- [Challenge A] Do these statements agree with the message about NUL-terminated strings that follows? Answer yes or no for each, quoting the words of the message that decide it. (i) The writer blames the commandline itself for the problem. (ii) In zsh, strings are C strings with escaped characters. (iii) Most other cases use a length+data pair.

- [Excerpt provided]
◆ ◆ ◆ ◆ ◆

10.12.2015, 07:18, "D Gowers" <finticemo@xxxxxxxxx>:
> Ah, okay. That (commandline arguments not being able to contain NUL) seems.. a bit anachronistic. But I guess it's never been enough of a problem to warrant the considerable bother to fix it. Fair enough.

This has nothing to do with the commandline itself. In some very earlier days it was decided that strings will be NUL-terminated (in place of e.g. being structs with size_t size and char *data) and this statement sneaked into many parts of many standards. If you write C code you will have problems when dealing with NUL-terminated string because every library function that accepts something other then void* pointer with “generic data” assumes that string should terminate with NUL. Projects like zsh or almost every programming language have to write their own string implementations: in zsh it is C strings with escaped characters, in most other cases it is length+data pair.

◆ ◆ ◆ ◆ ◆

- [Challenge B] Show every line of the entries below that contains the string "trunk".

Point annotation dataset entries
◆ ◆ ◆ ◆ ◆

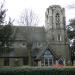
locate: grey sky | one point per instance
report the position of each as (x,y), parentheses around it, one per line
(15,7)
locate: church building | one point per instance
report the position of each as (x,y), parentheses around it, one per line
(40,46)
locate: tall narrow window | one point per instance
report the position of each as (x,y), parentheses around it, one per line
(6,61)
(57,20)
(59,37)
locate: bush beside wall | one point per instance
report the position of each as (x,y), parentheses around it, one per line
(36,71)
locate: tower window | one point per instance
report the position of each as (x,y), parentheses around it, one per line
(57,20)
(59,37)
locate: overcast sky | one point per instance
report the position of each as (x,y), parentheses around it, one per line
(16,7)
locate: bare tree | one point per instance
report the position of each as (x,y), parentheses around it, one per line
(28,18)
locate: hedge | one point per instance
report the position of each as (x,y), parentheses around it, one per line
(36,71)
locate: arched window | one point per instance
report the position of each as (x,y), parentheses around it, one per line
(47,58)
(57,20)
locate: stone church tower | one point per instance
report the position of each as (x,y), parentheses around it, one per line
(56,33)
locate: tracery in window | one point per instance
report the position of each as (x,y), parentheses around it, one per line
(57,20)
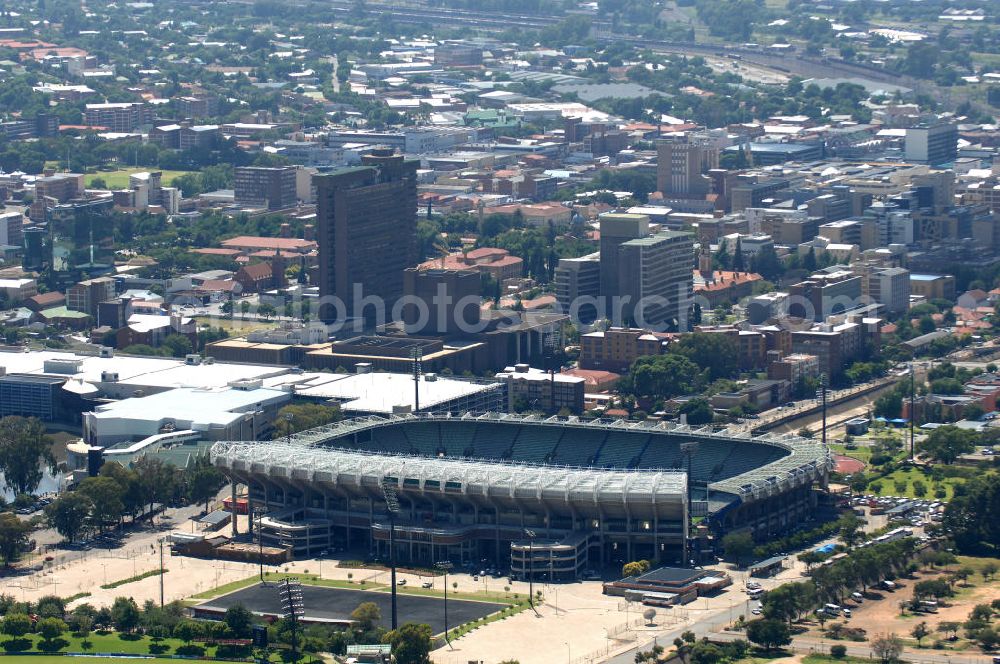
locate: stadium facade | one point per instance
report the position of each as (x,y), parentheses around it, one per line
(544,495)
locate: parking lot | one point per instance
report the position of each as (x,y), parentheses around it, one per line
(336,604)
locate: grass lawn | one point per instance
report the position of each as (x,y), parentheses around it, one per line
(861,452)
(908,476)
(119,179)
(42,659)
(113,644)
(103,643)
(827,659)
(236,326)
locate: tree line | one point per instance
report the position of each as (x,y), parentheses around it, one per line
(117,493)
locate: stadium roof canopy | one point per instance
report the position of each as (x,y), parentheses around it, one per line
(313,455)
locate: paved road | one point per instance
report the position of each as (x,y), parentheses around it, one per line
(810,644)
(713,620)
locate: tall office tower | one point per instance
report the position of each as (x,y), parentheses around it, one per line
(617,229)
(655,272)
(575,279)
(258,186)
(367,224)
(932,144)
(81,239)
(441,301)
(681,168)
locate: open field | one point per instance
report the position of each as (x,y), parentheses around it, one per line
(909,476)
(119,179)
(862,453)
(235,326)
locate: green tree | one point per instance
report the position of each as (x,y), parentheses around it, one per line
(698,411)
(887,647)
(24,449)
(411,643)
(16,624)
(51,606)
(366,615)
(177,345)
(718,353)
(125,615)
(850,529)
(769,634)
(266,311)
(636,568)
(664,376)
(50,629)
(106,495)
(13,537)
(239,620)
(187,631)
(945,444)
(68,513)
(205,482)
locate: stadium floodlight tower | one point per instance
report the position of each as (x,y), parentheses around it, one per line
(444,566)
(531,568)
(293,608)
(689,448)
(417,356)
(392,506)
(821,395)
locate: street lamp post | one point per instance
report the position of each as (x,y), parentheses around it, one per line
(444,566)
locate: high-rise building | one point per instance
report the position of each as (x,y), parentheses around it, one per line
(11,229)
(366,231)
(681,168)
(825,294)
(121,117)
(654,273)
(270,187)
(86,296)
(441,301)
(81,239)
(889,287)
(932,144)
(53,189)
(617,229)
(576,279)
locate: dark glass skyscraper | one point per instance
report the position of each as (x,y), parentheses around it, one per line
(367,232)
(81,239)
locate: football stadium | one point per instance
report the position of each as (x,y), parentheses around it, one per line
(531,494)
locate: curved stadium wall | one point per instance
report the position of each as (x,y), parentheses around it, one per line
(474,488)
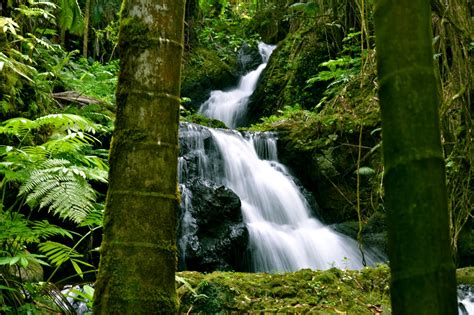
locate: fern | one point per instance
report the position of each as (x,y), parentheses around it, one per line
(62,188)
(58,254)
(20,127)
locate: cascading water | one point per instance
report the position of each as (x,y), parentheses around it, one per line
(283,235)
(231,106)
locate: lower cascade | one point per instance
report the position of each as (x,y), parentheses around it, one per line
(283,234)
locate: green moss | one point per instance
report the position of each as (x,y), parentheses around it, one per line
(465,275)
(204,71)
(322,292)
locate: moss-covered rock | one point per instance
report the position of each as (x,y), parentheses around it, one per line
(465,275)
(294,61)
(466,245)
(204,71)
(305,291)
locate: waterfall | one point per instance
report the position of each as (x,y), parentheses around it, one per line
(230,106)
(466,300)
(283,233)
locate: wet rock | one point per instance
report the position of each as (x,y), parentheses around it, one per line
(212,234)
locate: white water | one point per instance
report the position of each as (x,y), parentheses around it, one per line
(230,106)
(465,300)
(283,234)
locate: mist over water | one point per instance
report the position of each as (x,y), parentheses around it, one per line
(231,106)
(284,235)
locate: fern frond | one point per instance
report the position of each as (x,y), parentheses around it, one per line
(58,253)
(44,230)
(94,218)
(18,126)
(61,187)
(71,121)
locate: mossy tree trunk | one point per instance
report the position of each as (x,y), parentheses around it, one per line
(87,14)
(423,273)
(137,267)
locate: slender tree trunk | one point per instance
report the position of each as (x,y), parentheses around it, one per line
(137,267)
(423,272)
(87,14)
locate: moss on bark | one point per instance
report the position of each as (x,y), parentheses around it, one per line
(138,262)
(423,278)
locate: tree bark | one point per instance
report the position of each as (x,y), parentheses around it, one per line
(87,14)
(423,272)
(137,267)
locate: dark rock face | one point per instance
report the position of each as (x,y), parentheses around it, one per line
(248,58)
(203,72)
(217,238)
(211,232)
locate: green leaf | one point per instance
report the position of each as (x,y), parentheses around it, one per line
(365,171)
(77,268)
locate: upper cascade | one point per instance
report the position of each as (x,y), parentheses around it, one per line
(230,106)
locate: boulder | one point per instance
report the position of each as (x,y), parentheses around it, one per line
(212,235)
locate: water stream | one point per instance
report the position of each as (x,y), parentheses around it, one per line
(284,235)
(230,106)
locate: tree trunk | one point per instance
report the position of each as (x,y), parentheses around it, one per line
(423,272)
(137,267)
(87,14)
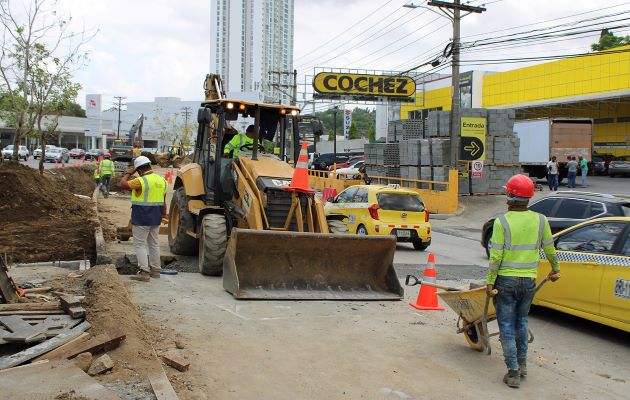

◆ ◆ ◆ ◆ ◆

- [Problem solution A]
(i) No: "This has nothing to do with the commandline itself."
(ii) Yes: "in zsh it is C strings with escaped characters"
(iii) Yes: "in most other cases it is length+data pair"

- [Problem solution B]
locate: mossy tree trunk | one point per instance
locate: slender tree trunk | one point per instance
locate: tree trunk | one point per instance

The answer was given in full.